__Task to carry out__. Locate every line in the records below that contains the word "kitchen", and copy each of those lines.

----- Data for this exercise

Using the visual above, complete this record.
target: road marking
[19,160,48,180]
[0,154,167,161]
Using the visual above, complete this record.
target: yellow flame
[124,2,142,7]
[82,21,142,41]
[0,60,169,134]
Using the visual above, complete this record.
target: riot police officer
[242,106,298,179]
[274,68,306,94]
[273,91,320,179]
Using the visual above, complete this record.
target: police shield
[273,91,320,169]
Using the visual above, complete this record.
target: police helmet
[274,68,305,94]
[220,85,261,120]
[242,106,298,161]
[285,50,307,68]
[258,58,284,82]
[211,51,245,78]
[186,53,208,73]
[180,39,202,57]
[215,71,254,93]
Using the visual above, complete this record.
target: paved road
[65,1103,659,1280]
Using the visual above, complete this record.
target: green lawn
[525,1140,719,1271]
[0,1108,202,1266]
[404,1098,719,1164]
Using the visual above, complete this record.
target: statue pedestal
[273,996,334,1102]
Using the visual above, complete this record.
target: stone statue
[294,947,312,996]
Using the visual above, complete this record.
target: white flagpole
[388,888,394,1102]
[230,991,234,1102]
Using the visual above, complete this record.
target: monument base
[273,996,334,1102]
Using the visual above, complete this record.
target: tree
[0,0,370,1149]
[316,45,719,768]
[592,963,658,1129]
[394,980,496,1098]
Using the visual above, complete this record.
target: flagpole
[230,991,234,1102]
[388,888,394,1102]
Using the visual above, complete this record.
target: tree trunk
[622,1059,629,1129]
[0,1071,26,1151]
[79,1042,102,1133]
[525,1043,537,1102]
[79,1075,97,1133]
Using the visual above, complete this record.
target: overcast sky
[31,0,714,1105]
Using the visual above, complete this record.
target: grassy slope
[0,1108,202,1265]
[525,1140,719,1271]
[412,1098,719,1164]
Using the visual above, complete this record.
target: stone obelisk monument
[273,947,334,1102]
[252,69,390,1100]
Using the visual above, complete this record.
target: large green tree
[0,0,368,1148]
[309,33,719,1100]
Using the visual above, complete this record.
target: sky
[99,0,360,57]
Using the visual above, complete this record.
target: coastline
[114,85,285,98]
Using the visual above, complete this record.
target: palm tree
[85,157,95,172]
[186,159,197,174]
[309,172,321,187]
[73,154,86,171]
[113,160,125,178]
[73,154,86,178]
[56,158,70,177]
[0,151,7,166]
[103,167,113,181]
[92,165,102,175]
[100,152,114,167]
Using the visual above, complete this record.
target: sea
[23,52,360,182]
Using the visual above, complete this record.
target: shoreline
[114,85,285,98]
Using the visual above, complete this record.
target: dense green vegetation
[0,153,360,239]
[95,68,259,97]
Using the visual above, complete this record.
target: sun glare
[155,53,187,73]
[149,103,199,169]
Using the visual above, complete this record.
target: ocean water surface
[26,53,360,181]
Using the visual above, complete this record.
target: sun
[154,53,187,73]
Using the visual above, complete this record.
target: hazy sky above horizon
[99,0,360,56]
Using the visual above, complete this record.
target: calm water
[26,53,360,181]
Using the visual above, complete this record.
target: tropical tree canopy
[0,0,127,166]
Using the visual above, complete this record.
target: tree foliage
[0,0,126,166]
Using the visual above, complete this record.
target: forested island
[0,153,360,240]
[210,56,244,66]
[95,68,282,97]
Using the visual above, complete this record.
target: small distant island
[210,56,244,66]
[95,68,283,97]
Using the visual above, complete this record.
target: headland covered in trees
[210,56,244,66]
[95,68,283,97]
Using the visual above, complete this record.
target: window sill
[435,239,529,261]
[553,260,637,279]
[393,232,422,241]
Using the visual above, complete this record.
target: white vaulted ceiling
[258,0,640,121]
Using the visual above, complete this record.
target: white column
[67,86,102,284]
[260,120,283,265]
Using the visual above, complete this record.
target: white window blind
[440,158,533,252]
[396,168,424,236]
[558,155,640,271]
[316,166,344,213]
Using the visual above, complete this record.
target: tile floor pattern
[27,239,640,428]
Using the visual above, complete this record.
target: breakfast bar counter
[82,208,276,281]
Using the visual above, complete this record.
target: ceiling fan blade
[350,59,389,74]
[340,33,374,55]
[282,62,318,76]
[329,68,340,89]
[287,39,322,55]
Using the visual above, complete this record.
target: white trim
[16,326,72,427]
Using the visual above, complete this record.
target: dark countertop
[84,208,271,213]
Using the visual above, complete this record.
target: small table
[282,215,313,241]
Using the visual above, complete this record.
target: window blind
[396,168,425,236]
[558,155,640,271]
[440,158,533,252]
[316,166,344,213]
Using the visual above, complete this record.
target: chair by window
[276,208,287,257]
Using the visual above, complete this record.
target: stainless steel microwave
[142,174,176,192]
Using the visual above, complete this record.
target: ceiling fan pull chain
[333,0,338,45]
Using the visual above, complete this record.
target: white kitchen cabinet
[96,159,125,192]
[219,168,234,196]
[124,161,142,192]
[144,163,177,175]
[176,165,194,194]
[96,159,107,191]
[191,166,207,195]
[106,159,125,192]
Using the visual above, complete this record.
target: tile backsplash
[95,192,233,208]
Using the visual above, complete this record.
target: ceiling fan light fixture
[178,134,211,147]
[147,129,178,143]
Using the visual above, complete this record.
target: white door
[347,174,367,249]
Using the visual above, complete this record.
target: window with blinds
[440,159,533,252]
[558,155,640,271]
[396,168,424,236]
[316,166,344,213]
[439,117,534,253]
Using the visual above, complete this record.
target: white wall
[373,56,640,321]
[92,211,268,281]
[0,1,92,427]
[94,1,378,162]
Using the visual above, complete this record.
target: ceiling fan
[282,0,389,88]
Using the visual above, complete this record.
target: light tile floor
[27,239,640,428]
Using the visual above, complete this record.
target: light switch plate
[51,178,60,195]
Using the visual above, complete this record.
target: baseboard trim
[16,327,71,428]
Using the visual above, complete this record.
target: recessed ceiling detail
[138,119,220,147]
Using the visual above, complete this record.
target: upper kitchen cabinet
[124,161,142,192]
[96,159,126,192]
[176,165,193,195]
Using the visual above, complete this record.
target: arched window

----------

__Solution for this task__.
target: white kitchen cabinet
target: upper kitchen cabinet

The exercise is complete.